[Text for analysis]
In the sugar industry vacuum evaporation is used in the crystallization of sucrose solutions. Traditionally this process was performed in batch mode, but nowadays continuous vacuum pans are available.

=== Wastewater treatment ===
Vacuum evaporators are used in a wide range of industrial sectors to treat industrial wastewater. It represents a clean, safe and very versatile technology with low management costs, which in most cases serves as a zero-discharge treatment system.

=== Thin film deposition ===
Vacuum evaporation is also a form of physical vapor deposition used in the semiconductor, microelectronics, and optical industries. In this context it is used to deposit thin films of material onto surfaces. Such a technique consists of pumping a vacuum chamber to low pressures (<10^{−5} torr) and heating a material to produce vapor to deposit the material onto a cold surface. The material to be vaporized is typically heated until its vapor pressure is high enough to produce a flux of several Angstroms per second by using an electrically resistive heater or bombardment by a high voltage beam.

(Dataset entries)
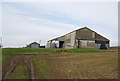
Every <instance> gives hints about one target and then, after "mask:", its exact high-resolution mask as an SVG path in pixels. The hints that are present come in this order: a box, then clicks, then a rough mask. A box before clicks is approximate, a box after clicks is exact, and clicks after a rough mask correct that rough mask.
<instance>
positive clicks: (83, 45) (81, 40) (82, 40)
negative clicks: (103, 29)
mask: <svg viewBox="0 0 120 81" xmlns="http://www.w3.org/2000/svg"><path fill="white" fill-rule="evenodd" d="M80 47H85V48H94V47H95V41H93V40H80Z"/></svg>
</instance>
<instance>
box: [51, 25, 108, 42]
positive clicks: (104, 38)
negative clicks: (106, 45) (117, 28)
mask: <svg viewBox="0 0 120 81" xmlns="http://www.w3.org/2000/svg"><path fill="white" fill-rule="evenodd" d="M82 29H88V30H90V31H92V32H95V31H93V30H91V29H90V28H88V27H83V28H79V29H76V30H74V31H72V32H75V31H79V30H82ZM72 32H70V33H72ZM70 33H67V34H70ZM95 33H96V34H98V33H97V32H95ZM67 34H65V35H67ZM65 35H62V36H60V37H57V38H54V39H52V40H58V39H59V38H62V37H64V36H65ZM98 35H99V36H101V37H102V38H104V39H105V40H108V41H109V39H107V38H106V37H104V36H102V35H100V34H98ZM96 40H99V39H96ZM49 41H50V40H49Z"/></svg>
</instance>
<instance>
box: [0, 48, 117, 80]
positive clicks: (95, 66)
mask: <svg viewBox="0 0 120 81" xmlns="http://www.w3.org/2000/svg"><path fill="white" fill-rule="evenodd" d="M116 49H117V48H114V49H113V48H111V49H110V50H115V51H112V52H110V51H109V50H98V49H44V48H43V49H41V48H37V49H36V48H4V49H2V60H3V62H2V65H3V71H5V70H6V68H7V67H8V66H9V63H10V60H12V58H13V57H17V58H20V57H21V56H20V55H17V54H20V53H38V54H37V55H26V56H28V57H29V58H30V59H31V60H32V61H33V63H34V68H35V77H36V78H37V79H50V78H51V79H114V78H117V77H118V52H117V51H116ZM41 53H46V54H41ZM23 67H24V68H25V69H26V68H27V67H26V66H24V65H21V66H20V67H17V69H16V70H15V72H16V73H17V72H19V71H20V70H24V69H22V68H23ZM15 72H14V73H15ZM23 72H27V71H26V70H24V71H23ZM16 73H15V74H13V75H11V76H9V77H8V78H12V79H16V78H15V77H16V76H14V75H16ZM18 75H19V76H21V77H17V79H19V78H22V79H26V78H29V77H28V76H27V75H26V76H22V75H23V74H22V73H19V74H18Z"/></svg>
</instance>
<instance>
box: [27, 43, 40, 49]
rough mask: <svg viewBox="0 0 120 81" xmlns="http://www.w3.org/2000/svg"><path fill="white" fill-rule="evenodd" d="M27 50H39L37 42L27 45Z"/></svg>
mask: <svg viewBox="0 0 120 81" xmlns="http://www.w3.org/2000/svg"><path fill="white" fill-rule="evenodd" d="M27 47H29V48H40V44H39V43H37V42H32V43H30V44H29V45H27Z"/></svg>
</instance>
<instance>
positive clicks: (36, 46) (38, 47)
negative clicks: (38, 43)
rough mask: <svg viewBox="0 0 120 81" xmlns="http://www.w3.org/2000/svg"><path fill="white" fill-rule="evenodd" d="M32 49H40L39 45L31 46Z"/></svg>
mask: <svg viewBox="0 0 120 81" xmlns="http://www.w3.org/2000/svg"><path fill="white" fill-rule="evenodd" d="M31 48H39V45H38V44H31Z"/></svg>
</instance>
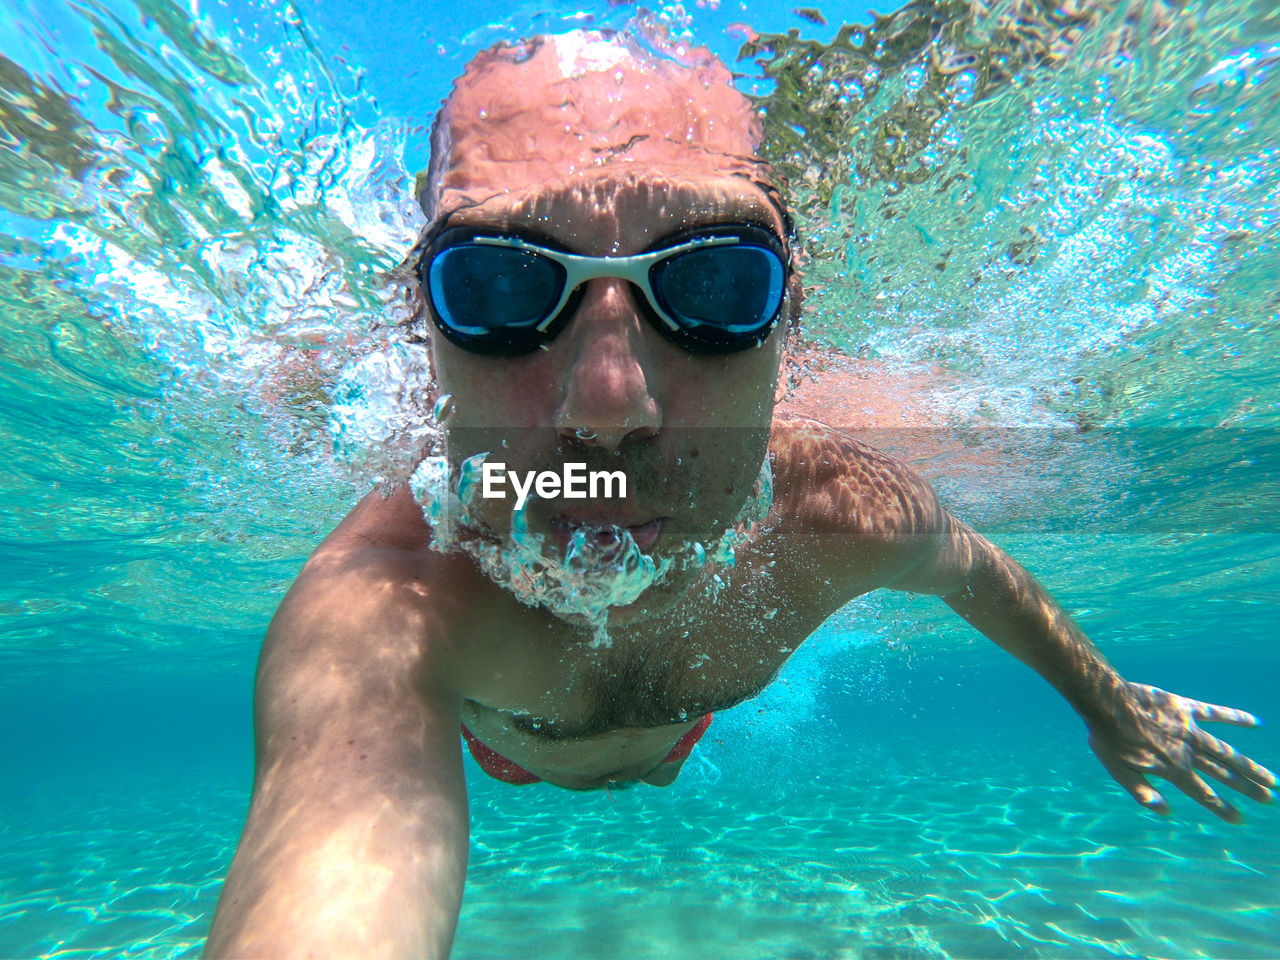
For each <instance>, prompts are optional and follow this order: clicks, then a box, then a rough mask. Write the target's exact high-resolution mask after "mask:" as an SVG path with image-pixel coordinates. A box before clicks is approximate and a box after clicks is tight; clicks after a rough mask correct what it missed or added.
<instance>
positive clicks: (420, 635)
mask: <svg viewBox="0 0 1280 960" xmlns="http://www.w3.org/2000/svg"><path fill="white" fill-rule="evenodd" d="M388 553H392V552H384V550H366V552H364V554H365V557H362V556H361V554H360V553H344V552H342V550H337V552H329V553H325V552H321V553H320V554H317V556H316V557H314V558H312V561H311V562H308V564H307V568H306V570H305V571H303V573H302V575H301V576H300V577H298V581H297V584H294V586H293V589H292V590H291V591H289V595H288V596H287V598H285V600H284V603H283V604H282V605H280V609H279V612H278V613H276V616H275V618H274V621H273V623H271V627H270V630H269V632H268V639H266V643H265V644H264V648H262V654H261V658H260V662H259V675H257V686H256V694H255V739H256V753H257V758H256V772H255V783H253V799H252V803H251V806H250V813H248V819H247V820H246V824H244V832H243V835H242V837H241V842H239V847H238V849H237V851H236V858H234V860H233V863H232V867H230V872H229V874H228V877H227V883H225V884H224V887H223V892H221V897H220V899H219V902H218V910H216V914H215V916H214V923H212V929H211V932H210V936H209V942H207V945H206V955H207V956H237V957H256V956H273V957H284V956H289V957H293V956H298V957H301V956H360V957H378V956H429V957H438V956H439V957H443V956H447V955H448V952H449V946H451V943H452V941H453V931H454V927H456V925H457V915H458V906H460V904H461V900H462V886H463V882H465V878H466V863H467V799H466V782H465V780H463V773H462V755H461V748H460V739H458V708H460V698H458V696H457V695H456V694H452V692H449V687H451V685H449V684H448V682H447V680H445V678H444V677H443V676H442V675H443V673H444V671H443V669H442V668H440V662H442V657H440V655H439V653H438V649H436V648H438V646H439V645H440V643H439V641H438V637H439V636H440V632H439V630H438V628H435V627H438V623H435V622H433V618H431V616H430V604H429V598H426V596H425V595H424V590H422V588H421V585H420V584H415V582H412V580H411V579H408V577H404V576H402V575H399V573H398V572H397V567H398V566H401V564H399V563H397V562H396V561H394V559H392V561H389V562H388V561H385V556H387V554H388ZM369 554H372V556H374V557H375V558H374V561H372V562H367V559H366V557H367V556H369ZM379 557H381V558H383V559H379Z"/></svg>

[Problem to solve]
Repeat the passage on vacuum evaporation word for word, everything from "In the sugar" down to "pans are available.". The records were drawn from a separate source and have no connection to the text on vacuum evaporation.

[Exercise result]
In the sugar industry vacuum evaporation is used in the crystallization of sucrose solutions. Traditionally this process was performed in batch mode, but nowadays continuous vacuum pans are available.